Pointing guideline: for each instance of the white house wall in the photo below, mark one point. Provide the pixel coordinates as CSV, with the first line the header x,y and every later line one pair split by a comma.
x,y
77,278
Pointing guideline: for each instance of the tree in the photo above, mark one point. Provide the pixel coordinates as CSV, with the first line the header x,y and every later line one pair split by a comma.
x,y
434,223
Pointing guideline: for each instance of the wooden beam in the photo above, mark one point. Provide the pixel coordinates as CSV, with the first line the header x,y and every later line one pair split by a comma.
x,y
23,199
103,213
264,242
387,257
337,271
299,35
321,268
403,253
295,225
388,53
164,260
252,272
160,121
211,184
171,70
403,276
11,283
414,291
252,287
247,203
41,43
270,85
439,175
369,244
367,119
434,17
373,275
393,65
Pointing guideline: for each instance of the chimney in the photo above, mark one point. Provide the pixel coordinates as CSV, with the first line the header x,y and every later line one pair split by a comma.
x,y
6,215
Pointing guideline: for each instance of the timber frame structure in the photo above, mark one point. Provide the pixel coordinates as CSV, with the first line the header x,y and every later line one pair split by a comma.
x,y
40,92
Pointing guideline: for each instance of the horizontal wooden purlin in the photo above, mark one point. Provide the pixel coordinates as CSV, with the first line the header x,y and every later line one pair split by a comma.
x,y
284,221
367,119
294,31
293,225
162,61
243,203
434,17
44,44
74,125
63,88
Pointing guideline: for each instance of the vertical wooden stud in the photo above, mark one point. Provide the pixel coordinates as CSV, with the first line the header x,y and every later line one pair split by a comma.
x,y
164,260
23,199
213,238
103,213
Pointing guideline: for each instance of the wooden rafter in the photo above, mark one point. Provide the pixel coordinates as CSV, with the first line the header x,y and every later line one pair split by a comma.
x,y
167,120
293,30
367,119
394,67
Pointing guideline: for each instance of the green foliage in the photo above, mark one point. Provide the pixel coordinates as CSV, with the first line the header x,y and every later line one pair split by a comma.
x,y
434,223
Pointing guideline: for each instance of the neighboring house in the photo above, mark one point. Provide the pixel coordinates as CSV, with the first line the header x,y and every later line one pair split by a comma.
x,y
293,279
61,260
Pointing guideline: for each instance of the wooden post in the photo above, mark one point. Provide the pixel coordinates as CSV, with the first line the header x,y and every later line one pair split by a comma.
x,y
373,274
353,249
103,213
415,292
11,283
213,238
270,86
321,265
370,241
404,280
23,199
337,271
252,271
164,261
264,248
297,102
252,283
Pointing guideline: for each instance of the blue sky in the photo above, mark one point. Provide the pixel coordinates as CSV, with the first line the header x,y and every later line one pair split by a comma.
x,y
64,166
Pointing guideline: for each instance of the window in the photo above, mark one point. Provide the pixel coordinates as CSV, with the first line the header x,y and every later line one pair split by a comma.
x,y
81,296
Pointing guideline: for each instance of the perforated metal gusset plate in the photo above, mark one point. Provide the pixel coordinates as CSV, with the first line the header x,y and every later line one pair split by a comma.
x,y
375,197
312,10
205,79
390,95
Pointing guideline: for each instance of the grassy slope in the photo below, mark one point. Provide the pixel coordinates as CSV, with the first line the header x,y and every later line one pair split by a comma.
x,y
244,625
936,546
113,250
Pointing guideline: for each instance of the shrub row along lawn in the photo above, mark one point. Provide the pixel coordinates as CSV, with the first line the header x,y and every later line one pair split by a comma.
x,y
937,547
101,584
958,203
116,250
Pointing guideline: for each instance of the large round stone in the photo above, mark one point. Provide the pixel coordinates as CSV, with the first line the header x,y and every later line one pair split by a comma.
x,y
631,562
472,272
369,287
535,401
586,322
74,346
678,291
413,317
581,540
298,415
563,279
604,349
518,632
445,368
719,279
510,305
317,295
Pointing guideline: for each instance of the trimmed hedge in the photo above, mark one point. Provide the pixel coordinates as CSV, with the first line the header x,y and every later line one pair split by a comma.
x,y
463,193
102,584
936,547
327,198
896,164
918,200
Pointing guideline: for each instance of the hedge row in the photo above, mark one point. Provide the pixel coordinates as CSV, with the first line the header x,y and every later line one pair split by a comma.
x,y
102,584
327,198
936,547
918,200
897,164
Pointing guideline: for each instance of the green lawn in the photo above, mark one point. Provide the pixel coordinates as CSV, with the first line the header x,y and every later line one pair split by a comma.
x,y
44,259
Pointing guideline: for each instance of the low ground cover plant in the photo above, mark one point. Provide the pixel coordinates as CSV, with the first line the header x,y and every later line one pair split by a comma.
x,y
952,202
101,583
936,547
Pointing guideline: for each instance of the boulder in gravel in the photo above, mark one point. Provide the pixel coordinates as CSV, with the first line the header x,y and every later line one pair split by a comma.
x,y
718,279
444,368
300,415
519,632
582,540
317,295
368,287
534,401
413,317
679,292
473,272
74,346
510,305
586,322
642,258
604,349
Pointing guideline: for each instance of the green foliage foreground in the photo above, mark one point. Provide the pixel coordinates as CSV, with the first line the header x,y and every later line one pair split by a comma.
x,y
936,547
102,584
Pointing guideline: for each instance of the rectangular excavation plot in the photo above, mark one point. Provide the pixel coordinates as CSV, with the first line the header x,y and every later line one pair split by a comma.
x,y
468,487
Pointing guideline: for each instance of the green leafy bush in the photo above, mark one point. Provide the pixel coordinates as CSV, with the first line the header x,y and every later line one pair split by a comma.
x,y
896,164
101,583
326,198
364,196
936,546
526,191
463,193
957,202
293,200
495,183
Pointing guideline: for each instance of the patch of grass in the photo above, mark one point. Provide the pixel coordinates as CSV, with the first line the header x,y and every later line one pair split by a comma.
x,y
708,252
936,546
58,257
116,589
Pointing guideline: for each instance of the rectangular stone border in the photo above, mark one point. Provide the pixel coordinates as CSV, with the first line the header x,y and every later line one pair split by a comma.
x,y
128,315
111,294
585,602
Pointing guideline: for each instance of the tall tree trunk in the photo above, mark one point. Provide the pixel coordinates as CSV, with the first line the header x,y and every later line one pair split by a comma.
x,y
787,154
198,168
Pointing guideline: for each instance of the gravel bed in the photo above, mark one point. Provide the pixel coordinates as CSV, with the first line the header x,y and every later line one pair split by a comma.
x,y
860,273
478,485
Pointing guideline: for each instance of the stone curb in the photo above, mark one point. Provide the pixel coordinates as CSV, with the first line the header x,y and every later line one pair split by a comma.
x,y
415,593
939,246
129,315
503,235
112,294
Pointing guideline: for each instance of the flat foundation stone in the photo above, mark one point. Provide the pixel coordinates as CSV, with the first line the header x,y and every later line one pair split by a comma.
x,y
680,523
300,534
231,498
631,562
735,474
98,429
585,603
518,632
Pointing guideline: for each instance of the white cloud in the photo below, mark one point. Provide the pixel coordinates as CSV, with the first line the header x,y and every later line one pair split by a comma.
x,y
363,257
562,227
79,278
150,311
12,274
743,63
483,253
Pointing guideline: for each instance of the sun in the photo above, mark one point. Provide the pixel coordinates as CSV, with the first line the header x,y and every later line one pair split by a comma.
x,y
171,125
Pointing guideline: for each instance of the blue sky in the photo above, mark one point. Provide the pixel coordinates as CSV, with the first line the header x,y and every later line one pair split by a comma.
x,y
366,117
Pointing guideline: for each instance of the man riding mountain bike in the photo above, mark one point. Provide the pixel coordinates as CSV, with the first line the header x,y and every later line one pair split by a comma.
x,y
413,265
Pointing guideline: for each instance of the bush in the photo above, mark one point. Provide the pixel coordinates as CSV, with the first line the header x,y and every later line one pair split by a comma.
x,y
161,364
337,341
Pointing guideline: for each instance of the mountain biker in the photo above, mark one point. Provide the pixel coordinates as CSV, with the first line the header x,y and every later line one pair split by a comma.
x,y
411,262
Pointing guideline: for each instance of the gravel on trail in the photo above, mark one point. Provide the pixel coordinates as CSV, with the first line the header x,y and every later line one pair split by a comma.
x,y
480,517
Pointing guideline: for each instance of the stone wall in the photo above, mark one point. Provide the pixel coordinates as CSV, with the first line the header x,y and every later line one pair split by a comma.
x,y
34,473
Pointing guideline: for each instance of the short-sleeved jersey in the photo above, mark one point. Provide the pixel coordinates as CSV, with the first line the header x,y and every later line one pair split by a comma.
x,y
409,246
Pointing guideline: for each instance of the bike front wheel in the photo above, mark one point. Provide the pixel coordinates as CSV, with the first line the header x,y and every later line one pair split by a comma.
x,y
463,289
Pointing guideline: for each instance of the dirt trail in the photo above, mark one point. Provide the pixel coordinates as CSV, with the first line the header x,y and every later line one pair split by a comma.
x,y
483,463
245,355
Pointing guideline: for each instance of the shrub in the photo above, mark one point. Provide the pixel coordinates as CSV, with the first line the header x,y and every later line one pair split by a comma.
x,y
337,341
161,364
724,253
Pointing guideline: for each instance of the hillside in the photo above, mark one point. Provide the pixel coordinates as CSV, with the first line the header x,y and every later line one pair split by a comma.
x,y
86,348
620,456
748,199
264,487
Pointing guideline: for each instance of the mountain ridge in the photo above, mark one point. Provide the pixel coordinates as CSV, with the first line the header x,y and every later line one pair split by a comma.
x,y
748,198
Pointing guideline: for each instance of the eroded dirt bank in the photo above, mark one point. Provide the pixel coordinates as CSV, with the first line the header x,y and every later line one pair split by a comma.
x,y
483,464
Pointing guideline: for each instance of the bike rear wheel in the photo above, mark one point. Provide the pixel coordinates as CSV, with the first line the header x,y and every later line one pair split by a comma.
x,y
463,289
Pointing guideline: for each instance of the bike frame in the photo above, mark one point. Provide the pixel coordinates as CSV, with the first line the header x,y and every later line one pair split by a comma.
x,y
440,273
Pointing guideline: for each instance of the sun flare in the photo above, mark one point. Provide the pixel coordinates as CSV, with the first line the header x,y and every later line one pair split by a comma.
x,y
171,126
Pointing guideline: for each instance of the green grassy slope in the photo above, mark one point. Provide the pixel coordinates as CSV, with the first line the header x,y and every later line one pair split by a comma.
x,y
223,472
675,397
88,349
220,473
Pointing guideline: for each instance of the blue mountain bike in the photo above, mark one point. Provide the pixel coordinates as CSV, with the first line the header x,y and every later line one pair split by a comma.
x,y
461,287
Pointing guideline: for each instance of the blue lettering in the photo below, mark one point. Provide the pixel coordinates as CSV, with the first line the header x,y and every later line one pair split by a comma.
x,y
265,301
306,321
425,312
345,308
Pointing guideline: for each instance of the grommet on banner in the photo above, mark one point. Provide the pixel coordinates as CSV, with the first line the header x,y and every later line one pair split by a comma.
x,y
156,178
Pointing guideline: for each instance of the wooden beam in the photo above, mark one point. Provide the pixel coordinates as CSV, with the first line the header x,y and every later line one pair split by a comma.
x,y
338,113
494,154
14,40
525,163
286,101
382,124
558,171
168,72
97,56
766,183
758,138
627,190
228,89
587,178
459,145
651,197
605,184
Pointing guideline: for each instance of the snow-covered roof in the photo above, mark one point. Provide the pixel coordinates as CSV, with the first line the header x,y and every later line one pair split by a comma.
_ _ _
## [CHALLENGE]
Starting with the line that contains "Pointing guideline: for each instance of the blue lettering" and going on through the end of the material, write out every line again, including those without coordinates, and offset each x and y coordinate value by adding -6 to it.

## [FINISHED ANSWER]
Pointing guideline: for each instance of the blue lettering in the photo below, mark one point. Provide the pixel coordinates as CSV, with the first line the header x,y and every later line one pair split by a comma.
x,y
259,295
300,315
419,306
339,302
Pointing guideline: for each instance of the grommet on banner in the photo above, mark one point. Provide the pixel coordinates as CSV, with the first line the header x,y and every later line one pair split by a comma.
x,y
150,172
Pointing guideline: for each instance of the wooden beam in the photo above, mark one point. Provide the pixel coordinates as CSV, with the first line the header x,y and every later line one pair split by a comma.
x,y
332,107
488,148
8,34
519,157
280,95
376,118
552,165
162,66
91,50
760,177
752,132
621,184
222,83
581,172
453,139
645,191
599,178
Pointing guideline: for each instance of the snow-covered roof in the photo above, mark one point. Provide the pixel coordinates as CSV, with the first line the header x,y and every later line one pair split by a comma.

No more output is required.